Reproduce word for word the lines starting at the one that contains "Find the tall" and ending at the final line, both included.

→ **RECORDS FOR THE EXERCISE**

■ ■ ■ ■

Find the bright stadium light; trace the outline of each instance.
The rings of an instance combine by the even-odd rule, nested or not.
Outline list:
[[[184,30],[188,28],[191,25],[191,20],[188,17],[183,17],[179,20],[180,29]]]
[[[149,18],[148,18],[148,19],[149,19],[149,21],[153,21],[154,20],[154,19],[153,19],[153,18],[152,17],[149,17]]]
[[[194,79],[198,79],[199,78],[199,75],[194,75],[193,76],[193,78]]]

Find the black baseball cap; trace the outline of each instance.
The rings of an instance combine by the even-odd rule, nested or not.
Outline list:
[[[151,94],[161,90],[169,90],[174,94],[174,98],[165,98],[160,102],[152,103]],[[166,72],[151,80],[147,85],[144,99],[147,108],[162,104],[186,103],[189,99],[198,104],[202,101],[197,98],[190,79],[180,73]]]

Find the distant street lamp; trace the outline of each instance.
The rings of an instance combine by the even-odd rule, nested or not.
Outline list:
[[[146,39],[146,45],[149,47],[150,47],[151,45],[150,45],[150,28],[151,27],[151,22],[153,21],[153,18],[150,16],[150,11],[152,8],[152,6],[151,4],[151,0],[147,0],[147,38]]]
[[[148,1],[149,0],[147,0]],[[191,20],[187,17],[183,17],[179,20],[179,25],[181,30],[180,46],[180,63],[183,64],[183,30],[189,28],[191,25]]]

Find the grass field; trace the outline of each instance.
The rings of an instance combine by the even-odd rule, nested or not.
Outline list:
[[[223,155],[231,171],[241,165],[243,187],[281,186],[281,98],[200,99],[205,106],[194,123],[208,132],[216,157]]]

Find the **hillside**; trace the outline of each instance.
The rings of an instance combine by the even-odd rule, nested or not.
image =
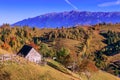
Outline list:
[[[97,23],[119,23],[120,12],[80,12],[68,11],[48,13],[33,18],[24,19],[12,26],[31,26],[39,28],[70,27],[75,25],[93,25]],[[94,20],[94,21],[93,21]]]
[[[60,69],[48,65],[40,66],[22,59],[21,63],[4,62],[0,65],[0,80],[87,80],[88,76],[82,73],[80,76],[64,68],[61,64],[54,62]],[[68,71],[68,73],[61,72]],[[89,80],[119,80],[119,78],[103,71],[92,73]]]
[[[1,54],[16,54],[23,45],[30,45],[44,58],[55,60],[55,62],[50,62],[45,67],[39,66],[39,68],[43,70],[54,68],[53,71],[57,70],[58,75],[67,75],[75,78],[75,80],[78,79],[78,75],[83,80],[87,79],[89,74],[91,74],[91,80],[94,80],[97,77],[94,73],[98,73],[97,78],[100,80],[103,80],[103,78],[107,80],[108,76],[111,77],[108,79],[115,80],[116,77],[113,75],[120,75],[120,24],[97,24],[56,29],[39,29],[29,26],[11,27],[9,24],[4,24],[0,27],[0,44]],[[27,65],[31,66],[33,64],[26,64],[23,68],[27,68]],[[14,64],[12,66],[22,65]],[[38,68],[36,65],[33,66]],[[9,65],[5,67],[11,68]],[[21,69],[24,72],[26,68],[23,68]],[[39,69],[37,70],[39,73]],[[50,75],[48,77],[57,79],[57,76],[53,76],[52,73],[54,72],[50,74],[48,72]],[[75,76],[72,76],[71,73]],[[16,76],[19,74],[16,74]],[[67,76],[65,78],[69,80]],[[63,80],[62,77],[60,79]]]

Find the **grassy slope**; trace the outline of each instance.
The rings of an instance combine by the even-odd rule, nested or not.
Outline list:
[[[11,80],[79,80],[48,65],[39,66],[32,63],[6,65],[2,72],[10,73]]]

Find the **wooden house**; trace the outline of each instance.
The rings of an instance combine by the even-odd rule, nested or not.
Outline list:
[[[40,63],[42,60],[42,55],[29,45],[24,45],[17,55],[35,63]]]

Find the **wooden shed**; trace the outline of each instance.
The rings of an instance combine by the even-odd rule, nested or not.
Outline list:
[[[17,55],[35,63],[40,63],[42,60],[42,55],[29,45],[24,45]]]

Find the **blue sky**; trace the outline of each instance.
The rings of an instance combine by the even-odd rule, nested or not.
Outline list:
[[[120,11],[120,0],[0,0],[0,25],[70,10]]]

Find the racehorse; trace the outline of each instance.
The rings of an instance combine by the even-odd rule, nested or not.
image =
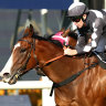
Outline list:
[[[76,40],[72,38],[71,43]],[[106,106],[106,71],[95,63],[94,55],[64,55],[62,46],[39,36],[30,25],[0,75],[13,84],[31,68],[41,68],[54,82],[56,106]]]

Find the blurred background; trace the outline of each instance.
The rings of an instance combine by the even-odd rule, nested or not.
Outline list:
[[[66,10],[72,2],[85,2],[89,9],[105,9],[106,0],[1,0],[0,1],[0,71],[7,63],[11,50],[18,39],[22,38],[24,25],[28,21],[32,22],[34,30],[40,35],[51,35],[61,30],[61,28],[67,29],[72,22],[66,18]],[[42,81],[43,77],[36,75],[34,70],[23,75],[19,82],[33,82]],[[47,80],[44,77],[47,82]],[[45,82],[45,83],[46,83]],[[25,83],[26,84],[26,83]],[[35,84],[35,83],[34,83]],[[29,84],[28,84],[29,85]],[[0,85],[2,86],[2,85]],[[8,86],[8,85],[7,85]],[[49,87],[50,88],[50,87]],[[3,102],[9,99],[10,104],[14,104],[15,99],[19,99],[18,106],[55,106],[54,98],[52,105],[44,105],[46,102],[43,97],[43,88],[0,88],[0,106],[12,106]],[[49,97],[49,93],[45,92]],[[46,95],[44,94],[44,95]],[[10,96],[11,95],[11,96]],[[14,98],[15,96],[15,99]],[[20,96],[21,95],[21,96]],[[23,95],[23,96],[22,96]],[[25,95],[25,96],[24,96]],[[7,98],[8,97],[8,98]],[[11,99],[13,100],[11,103]],[[42,100],[43,99],[43,100]],[[47,98],[46,98],[47,99]],[[49,100],[47,99],[47,100]],[[23,104],[23,103],[24,104]],[[28,102],[29,105],[25,103]],[[45,103],[43,103],[45,102]],[[22,104],[21,104],[22,103]],[[13,105],[14,106],[14,105]],[[15,105],[17,106],[17,105]]]

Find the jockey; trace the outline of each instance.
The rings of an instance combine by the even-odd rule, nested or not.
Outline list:
[[[72,3],[68,18],[77,26],[77,43],[75,50],[64,47],[65,55],[76,55],[94,52],[99,60],[106,62],[106,12],[105,10],[88,10],[83,2]]]

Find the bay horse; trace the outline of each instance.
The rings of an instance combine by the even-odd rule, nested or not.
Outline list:
[[[70,43],[75,44],[76,40],[72,38]],[[0,76],[4,82],[13,84],[20,75],[39,67],[57,85],[78,73],[73,82],[54,88],[56,106],[106,106],[106,71],[98,64],[87,68],[96,62],[94,55],[64,55],[62,46],[39,36],[30,25],[14,45]]]

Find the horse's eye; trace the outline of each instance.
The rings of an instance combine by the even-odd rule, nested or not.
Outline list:
[[[23,52],[25,52],[26,51],[26,49],[21,49],[20,50],[20,53],[23,53]]]

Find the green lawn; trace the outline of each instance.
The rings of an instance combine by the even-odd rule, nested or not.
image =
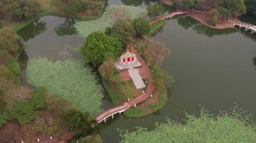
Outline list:
[[[110,85],[105,80],[102,80],[102,83],[104,88],[108,91],[114,105],[117,105],[127,101],[128,98],[132,99],[135,97],[133,91],[135,86],[131,80],[121,82],[118,87]],[[125,89],[127,93],[125,95],[121,91],[121,89],[122,88]]]
[[[147,101],[144,101],[146,103]],[[167,91],[164,89],[160,93],[158,97],[158,102],[156,104],[148,104],[142,107],[131,107],[125,111],[125,115],[128,117],[141,117],[153,113],[159,109],[161,109],[167,101]]]
[[[42,12],[38,14],[37,16],[30,19],[28,19],[26,21],[24,21],[21,22],[20,21],[17,22],[17,21],[13,21],[13,20],[11,19],[11,18],[9,17],[9,16],[7,16],[5,18],[1,19],[0,22],[3,23],[4,27],[13,28],[14,32],[18,32],[19,30],[30,24],[31,22],[36,20],[40,17],[43,17],[46,15],[57,15],[57,16],[60,16],[60,17],[65,17],[64,13],[63,13],[62,11],[60,11],[56,7],[51,6],[51,3],[52,1],[53,0],[38,0],[38,2],[41,5]],[[84,0],[84,1],[88,1],[88,0]],[[79,20],[90,20],[90,19],[95,19],[100,17],[102,15],[103,9],[105,6],[105,1],[99,0],[99,1],[96,1],[96,3],[98,3],[102,5],[101,10],[100,11],[98,12],[98,14],[92,15],[79,15],[79,16],[77,16],[77,19]]]

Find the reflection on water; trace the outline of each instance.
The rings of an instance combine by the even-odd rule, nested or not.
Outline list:
[[[54,28],[58,36],[73,35],[77,34],[75,28],[73,26],[75,21],[74,19],[65,18],[63,23],[59,24]]]
[[[59,53],[65,45],[82,46],[84,40],[75,34],[73,22],[74,20],[63,17],[44,16],[22,28],[18,34],[26,40],[25,52],[28,56],[39,55],[56,60],[59,58]],[[36,32],[30,32],[32,28]]]
[[[132,6],[141,6],[141,5],[148,5],[150,3],[158,2],[158,0],[121,0],[123,4]]]
[[[0,90],[0,114],[4,111],[6,106],[6,102],[3,100],[3,92]]]
[[[46,23],[45,21],[40,21],[39,19],[31,23],[26,27],[28,28],[22,28],[17,33],[21,36],[25,41],[34,38],[36,36],[44,32],[46,30]]]
[[[192,28],[197,33],[205,35],[208,37],[212,37],[216,35],[227,35],[237,32],[237,30],[234,28],[225,29],[224,30],[209,28],[189,16],[182,16],[179,17],[178,19],[178,23],[186,30]]]
[[[253,57],[253,63],[254,66],[255,66],[256,68],[256,57]]]

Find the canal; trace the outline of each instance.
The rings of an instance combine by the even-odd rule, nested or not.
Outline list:
[[[129,1],[131,4],[126,1],[110,0],[108,3],[145,8],[150,1]],[[248,17],[241,19],[255,22]],[[82,46],[84,40],[70,26],[72,22],[63,17],[45,16],[19,31],[26,41],[24,54],[28,58],[40,55],[56,60],[59,59],[65,45],[74,48]],[[172,51],[161,65],[176,81],[166,105],[145,117],[117,115],[108,120],[100,132],[105,142],[121,140],[117,129],[134,130],[139,126],[152,129],[154,123],[164,122],[166,117],[183,123],[184,111],[198,115],[202,105],[217,113],[236,103],[256,115],[256,66],[253,60],[256,57],[255,35],[238,28],[214,30],[186,16],[168,20],[152,38],[164,42]],[[76,54],[74,58],[81,57]],[[110,106],[109,98],[105,98],[102,107]]]

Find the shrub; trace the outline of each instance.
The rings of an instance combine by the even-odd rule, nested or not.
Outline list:
[[[8,64],[8,68],[14,77],[19,77],[22,72],[22,68],[17,60],[18,57],[13,58]]]
[[[78,21],[75,27],[78,31],[79,34],[83,38],[87,38],[87,36],[94,32],[97,31],[104,31],[106,28],[113,26],[113,23],[111,20],[108,18],[108,15],[110,11],[117,9],[120,7],[124,7],[125,9],[131,15],[131,19],[135,19],[139,17],[141,17],[143,13],[146,13],[146,11],[139,7],[135,7],[132,6],[114,6],[111,5],[106,8],[106,11],[103,13],[102,16],[96,20],[90,21]]]
[[[254,142],[255,123],[236,107],[216,117],[205,109],[199,117],[186,113],[185,124],[167,120],[156,124],[155,129],[137,128],[135,132],[121,131],[125,142]]]
[[[218,23],[218,17],[216,14],[214,14],[212,16],[212,25],[214,26],[216,26],[216,24]]]
[[[53,62],[45,58],[30,58],[28,82],[72,101],[81,111],[99,113],[103,97],[95,75],[84,63],[72,59]]]
[[[46,107],[45,97],[47,90],[42,87],[37,87],[33,93],[31,103],[36,109],[42,109]]]
[[[0,115],[0,128],[7,123],[9,119],[9,117],[7,113],[4,113]]]
[[[12,119],[16,119],[21,125],[31,122],[39,117],[39,112],[30,102],[16,102],[9,111]]]
[[[85,137],[94,132],[98,132],[97,124],[88,113],[82,113],[71,110],[65,114],[65,120],[72,131],[75,132],[75,137]]]

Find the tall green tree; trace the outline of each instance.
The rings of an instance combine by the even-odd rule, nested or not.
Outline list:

■ ■ ■ ■

→ **WRITTEN SOLUTION**
Find the tall green tree; trace the outline of each instance.
The rings of an instance combine by the even-odd rule, nested or not.
Outline list:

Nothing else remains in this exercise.